▶ _Your goal_
Write every record out again exactly, and keep images out of it.

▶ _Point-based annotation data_
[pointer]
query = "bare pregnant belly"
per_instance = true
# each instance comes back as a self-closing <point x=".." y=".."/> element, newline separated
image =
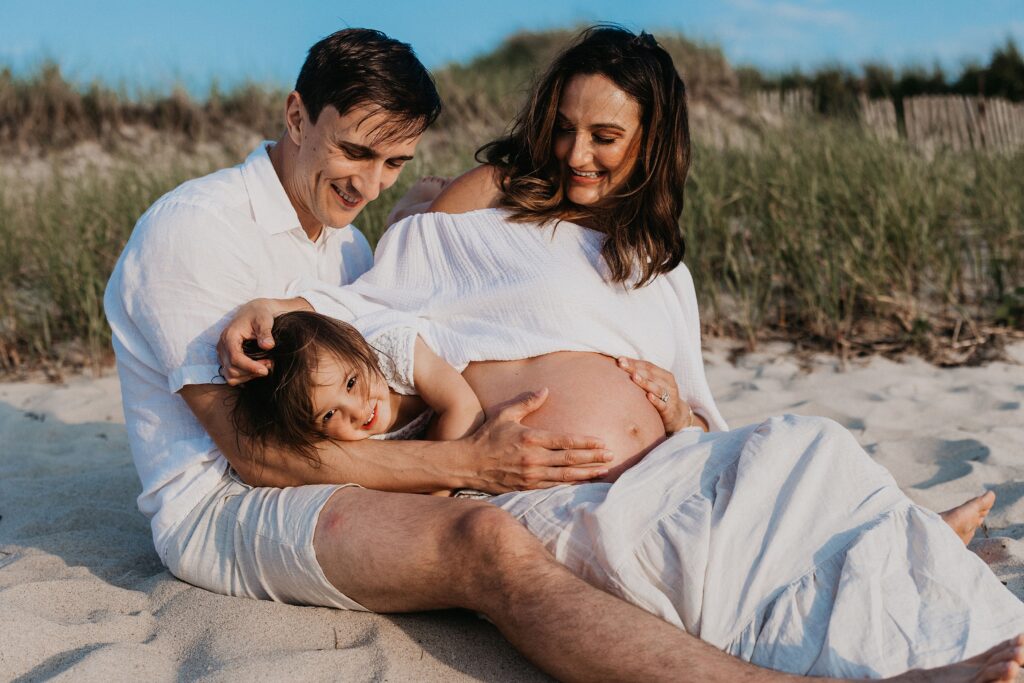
<point x="589" y="395"/>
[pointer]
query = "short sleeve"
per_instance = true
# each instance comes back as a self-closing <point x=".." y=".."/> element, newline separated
<point x="182" y="274"/>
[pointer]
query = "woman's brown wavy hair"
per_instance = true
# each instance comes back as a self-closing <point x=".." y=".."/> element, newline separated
<point x="641" y="218"/>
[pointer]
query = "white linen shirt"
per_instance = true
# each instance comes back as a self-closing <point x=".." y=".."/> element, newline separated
<point x="201" y="251"/>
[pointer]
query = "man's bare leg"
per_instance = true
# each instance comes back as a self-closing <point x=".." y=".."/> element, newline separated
<point x="968" y="517"/>
<point x="397" y="552"/>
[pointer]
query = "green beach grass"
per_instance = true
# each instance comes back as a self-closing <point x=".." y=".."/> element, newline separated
<point x="815" y="232"/>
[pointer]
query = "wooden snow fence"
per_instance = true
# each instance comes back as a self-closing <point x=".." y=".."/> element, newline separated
<point x="989" y="124"/>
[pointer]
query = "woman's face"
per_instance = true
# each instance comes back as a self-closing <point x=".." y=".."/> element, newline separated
<point x="597" y="134"/>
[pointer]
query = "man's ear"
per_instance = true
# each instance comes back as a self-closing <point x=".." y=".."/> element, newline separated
<point x="295" y="117"/>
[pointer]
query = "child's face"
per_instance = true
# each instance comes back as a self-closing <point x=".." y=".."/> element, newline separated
<point x="349" y="404"/>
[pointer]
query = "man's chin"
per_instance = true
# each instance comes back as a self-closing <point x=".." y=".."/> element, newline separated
<point x="341" y="218"/>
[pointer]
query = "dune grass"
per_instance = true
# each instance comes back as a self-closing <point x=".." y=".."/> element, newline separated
<point x="817" y="233"/>
<point x="828" y="236"/>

▶ _Exercise answer_
[pointer]
query = "bare pregnant belly"
per_instance = true
# each instance comes back as a self-closing <point x=".." y=".."/> element, newline separated
image =
<point x="589" y="395"/>
[pointer]
query = "short sleeve"
per_instance = true
# each instance comes back as a self-closing <point x=".." y=".."/> element, newline separated
<point x="182" y="274"/>
[pointer]
query = "woman's brown wavy hair"
per_instance = true
# each instance comes back as a self-closing <point x=".." y=".."/> element, newline separated
<point x="641" y="218"/>
[pointer]
query = "white linen shirt"
per_instance = true
# each instance comes back as a self-closing <point x=".." y=".."/> element, newline separated
<point x="201" y="251"/>
[pointer]
query = "man's bare leg"
per_instance = true
# each instance comes back as a self-closing <point x=".." y=".."/> element, newline separated
<point x="968" y="517"/>
<point x="397" y="552"/>
[pointer]
query = "green beach grass"
per_instance = true
# each instance comes back as a self-closing <point x=".." y=".."/> element, newline separated
<point x="815" y="232"/>
[pointer]
query = "wooden snow fence"
per_instance = true
# each instance comes back as a self-closing <point x=".." y=".."/> element, newline separated
<point x="989" y="124"/>
[pointer]
query = "woman's face"
per_instance = true
# each instance comes back as a self-closing <point x=".." y=".."/> element, newline separated
<point x="597" y="134"/>
[pointer]
query = "man's ear"
per_instance = true
# each instance comes back as a self-closing <point x=".." y=".."/> element, newline separated
<point x="295" y="117"/>
[pointer]
query = "child's face"
per_instance = true
# each instance comes back as a self-closing <point x=".." y=".."/> element, newline separated
<point x="349" y="404"/>
[pointer]
query = "man's chin"
per_instance = true
# each instance comes back as a self-closing <point x=".." y=".."/> element, newline separated
<point x="341" y="218"/>
[pointer]
query = "dune grass"
per_instance = true
# each instance comes back as a self-closing <point x=".." y=".."/> element, newline separated
<point x="817" y="233"/>
<point x="828" y="236"/>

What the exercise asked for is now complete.